■ **What you need to do**
List every line in the material below that contains the word "skirt".

───── Data for the task ─────

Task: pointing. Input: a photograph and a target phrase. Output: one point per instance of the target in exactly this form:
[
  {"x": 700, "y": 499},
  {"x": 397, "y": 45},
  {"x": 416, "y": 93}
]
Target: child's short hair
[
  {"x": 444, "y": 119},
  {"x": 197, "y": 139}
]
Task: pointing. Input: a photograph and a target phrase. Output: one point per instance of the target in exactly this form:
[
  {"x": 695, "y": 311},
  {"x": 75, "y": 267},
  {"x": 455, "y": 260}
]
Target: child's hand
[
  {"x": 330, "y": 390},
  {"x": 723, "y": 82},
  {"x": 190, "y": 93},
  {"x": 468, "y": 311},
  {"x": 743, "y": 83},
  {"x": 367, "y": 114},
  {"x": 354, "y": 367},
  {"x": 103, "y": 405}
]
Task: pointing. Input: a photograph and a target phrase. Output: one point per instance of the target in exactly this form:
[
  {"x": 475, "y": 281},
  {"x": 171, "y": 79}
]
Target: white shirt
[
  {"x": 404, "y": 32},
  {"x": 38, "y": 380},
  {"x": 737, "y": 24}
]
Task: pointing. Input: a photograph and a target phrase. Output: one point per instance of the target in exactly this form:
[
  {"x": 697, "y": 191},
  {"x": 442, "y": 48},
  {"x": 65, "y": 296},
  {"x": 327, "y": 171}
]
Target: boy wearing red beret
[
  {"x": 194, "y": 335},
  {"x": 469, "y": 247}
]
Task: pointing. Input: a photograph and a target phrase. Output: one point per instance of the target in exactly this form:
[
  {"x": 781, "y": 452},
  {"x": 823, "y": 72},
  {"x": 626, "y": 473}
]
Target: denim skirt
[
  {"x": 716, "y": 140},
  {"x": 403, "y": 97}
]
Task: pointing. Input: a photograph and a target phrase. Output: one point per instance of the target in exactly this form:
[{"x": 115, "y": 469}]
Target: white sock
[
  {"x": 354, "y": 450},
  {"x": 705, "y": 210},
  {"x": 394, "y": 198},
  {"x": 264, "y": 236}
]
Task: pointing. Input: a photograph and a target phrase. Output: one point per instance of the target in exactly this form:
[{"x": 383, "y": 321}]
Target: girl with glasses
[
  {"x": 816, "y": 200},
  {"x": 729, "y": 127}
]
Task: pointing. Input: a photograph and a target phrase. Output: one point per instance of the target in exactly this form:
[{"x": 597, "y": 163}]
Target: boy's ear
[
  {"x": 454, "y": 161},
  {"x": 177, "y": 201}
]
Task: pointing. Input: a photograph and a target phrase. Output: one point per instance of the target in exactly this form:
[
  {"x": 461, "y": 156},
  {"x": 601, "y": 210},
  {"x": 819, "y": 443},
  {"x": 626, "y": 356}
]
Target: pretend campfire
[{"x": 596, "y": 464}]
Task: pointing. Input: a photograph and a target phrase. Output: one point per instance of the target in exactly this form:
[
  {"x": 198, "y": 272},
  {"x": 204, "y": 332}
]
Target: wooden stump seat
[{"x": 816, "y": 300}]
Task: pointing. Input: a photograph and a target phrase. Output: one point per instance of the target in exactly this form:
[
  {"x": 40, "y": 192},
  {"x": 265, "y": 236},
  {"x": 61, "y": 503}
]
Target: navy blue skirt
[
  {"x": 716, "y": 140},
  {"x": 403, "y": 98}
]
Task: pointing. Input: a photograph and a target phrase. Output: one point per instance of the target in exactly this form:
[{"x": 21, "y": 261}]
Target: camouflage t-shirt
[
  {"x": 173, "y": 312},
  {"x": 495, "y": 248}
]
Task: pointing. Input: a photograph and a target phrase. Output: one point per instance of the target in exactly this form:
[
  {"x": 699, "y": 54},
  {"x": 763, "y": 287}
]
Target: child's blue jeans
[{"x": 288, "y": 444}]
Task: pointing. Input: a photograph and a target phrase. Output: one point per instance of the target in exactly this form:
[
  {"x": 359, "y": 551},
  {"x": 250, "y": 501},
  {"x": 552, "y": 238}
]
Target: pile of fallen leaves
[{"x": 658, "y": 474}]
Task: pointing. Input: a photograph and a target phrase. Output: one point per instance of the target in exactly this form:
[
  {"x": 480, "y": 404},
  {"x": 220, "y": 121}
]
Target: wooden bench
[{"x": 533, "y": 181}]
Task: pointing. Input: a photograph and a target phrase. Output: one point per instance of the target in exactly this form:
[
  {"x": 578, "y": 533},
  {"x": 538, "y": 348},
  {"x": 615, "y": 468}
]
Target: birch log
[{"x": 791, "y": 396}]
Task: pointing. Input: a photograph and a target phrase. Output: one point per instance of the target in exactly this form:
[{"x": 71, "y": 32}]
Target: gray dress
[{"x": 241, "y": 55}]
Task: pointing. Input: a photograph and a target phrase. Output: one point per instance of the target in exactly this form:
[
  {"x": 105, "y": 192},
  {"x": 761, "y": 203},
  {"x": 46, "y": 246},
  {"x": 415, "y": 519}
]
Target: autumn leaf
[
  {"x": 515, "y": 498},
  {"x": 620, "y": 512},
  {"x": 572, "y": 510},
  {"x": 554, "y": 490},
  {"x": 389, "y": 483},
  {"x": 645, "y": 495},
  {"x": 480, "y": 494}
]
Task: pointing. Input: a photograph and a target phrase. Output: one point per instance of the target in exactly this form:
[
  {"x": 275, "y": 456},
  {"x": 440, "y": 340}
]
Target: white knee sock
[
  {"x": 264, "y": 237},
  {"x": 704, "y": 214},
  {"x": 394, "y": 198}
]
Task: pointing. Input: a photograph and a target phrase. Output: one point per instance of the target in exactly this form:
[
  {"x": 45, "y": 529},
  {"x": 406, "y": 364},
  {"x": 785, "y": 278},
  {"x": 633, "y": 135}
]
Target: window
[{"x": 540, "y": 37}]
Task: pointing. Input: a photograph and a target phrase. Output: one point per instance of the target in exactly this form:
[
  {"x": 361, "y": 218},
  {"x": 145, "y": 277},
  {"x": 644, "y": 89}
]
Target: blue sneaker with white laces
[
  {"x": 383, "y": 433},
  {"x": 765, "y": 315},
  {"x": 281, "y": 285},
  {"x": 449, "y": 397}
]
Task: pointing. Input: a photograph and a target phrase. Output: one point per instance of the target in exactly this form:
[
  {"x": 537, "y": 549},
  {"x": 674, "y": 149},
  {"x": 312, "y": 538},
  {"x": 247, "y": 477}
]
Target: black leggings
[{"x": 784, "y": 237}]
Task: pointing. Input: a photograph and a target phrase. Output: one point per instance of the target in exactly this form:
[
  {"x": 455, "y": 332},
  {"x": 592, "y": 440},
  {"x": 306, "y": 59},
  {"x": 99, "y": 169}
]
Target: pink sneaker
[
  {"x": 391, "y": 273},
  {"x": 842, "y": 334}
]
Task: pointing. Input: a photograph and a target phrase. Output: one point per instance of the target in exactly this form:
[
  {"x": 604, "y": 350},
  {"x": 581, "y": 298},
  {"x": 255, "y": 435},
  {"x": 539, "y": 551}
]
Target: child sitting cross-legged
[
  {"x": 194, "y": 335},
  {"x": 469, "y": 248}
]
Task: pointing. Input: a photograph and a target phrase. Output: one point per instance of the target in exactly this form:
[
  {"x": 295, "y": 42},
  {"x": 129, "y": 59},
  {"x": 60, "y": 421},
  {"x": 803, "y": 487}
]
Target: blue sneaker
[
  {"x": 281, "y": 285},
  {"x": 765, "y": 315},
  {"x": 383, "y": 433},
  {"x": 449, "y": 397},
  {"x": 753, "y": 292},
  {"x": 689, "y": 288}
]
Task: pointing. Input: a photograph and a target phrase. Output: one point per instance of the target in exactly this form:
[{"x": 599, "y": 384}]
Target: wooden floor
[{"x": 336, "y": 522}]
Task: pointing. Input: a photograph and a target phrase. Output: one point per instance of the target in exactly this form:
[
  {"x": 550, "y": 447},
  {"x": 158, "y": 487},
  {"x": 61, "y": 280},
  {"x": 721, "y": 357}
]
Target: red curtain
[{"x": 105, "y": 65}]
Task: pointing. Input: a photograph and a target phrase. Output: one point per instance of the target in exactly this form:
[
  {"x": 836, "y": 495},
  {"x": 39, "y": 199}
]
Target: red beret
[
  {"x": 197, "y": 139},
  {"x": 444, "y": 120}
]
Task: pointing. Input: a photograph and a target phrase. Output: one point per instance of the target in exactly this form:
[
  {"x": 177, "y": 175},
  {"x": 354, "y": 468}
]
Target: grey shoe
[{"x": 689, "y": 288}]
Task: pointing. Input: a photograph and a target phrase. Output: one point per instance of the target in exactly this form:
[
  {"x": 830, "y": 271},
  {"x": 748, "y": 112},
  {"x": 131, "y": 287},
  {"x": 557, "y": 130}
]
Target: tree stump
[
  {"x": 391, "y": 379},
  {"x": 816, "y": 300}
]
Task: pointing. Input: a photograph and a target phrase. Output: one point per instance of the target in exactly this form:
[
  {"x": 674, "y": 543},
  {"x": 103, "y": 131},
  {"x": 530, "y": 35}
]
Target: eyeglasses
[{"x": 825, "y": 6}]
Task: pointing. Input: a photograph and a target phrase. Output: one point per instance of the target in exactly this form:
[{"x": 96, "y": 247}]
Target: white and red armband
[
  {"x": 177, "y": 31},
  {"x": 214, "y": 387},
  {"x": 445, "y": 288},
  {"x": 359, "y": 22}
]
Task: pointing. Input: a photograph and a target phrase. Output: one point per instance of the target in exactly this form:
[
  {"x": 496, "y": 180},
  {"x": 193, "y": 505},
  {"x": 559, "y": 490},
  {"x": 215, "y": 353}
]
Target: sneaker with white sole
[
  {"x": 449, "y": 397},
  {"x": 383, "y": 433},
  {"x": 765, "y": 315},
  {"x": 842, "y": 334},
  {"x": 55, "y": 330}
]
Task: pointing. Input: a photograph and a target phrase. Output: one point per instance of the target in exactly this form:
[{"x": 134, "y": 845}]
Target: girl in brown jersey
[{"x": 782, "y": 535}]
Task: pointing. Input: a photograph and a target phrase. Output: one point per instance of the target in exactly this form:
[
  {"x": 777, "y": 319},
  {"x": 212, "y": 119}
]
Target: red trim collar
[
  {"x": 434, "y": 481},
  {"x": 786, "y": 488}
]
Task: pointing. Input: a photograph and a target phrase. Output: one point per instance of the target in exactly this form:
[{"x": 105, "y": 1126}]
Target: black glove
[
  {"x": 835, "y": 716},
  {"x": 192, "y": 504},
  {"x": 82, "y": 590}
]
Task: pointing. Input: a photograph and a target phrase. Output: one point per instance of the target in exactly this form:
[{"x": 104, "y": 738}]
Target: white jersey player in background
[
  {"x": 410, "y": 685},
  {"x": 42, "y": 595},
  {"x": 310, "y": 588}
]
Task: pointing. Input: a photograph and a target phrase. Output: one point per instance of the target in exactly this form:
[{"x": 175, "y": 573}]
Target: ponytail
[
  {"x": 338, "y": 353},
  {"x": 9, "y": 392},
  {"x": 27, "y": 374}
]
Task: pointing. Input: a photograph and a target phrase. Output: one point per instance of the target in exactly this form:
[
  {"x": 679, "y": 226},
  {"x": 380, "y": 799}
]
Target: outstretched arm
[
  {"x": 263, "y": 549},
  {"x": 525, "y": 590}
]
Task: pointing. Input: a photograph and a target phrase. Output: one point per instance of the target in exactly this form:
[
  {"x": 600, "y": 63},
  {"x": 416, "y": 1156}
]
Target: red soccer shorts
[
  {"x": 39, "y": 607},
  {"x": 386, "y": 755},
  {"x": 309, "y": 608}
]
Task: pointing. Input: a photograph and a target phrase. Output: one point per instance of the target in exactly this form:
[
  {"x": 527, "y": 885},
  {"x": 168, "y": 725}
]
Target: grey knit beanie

─────

■ **Full answer**
Target: denim skirt
Target: navy blue skirt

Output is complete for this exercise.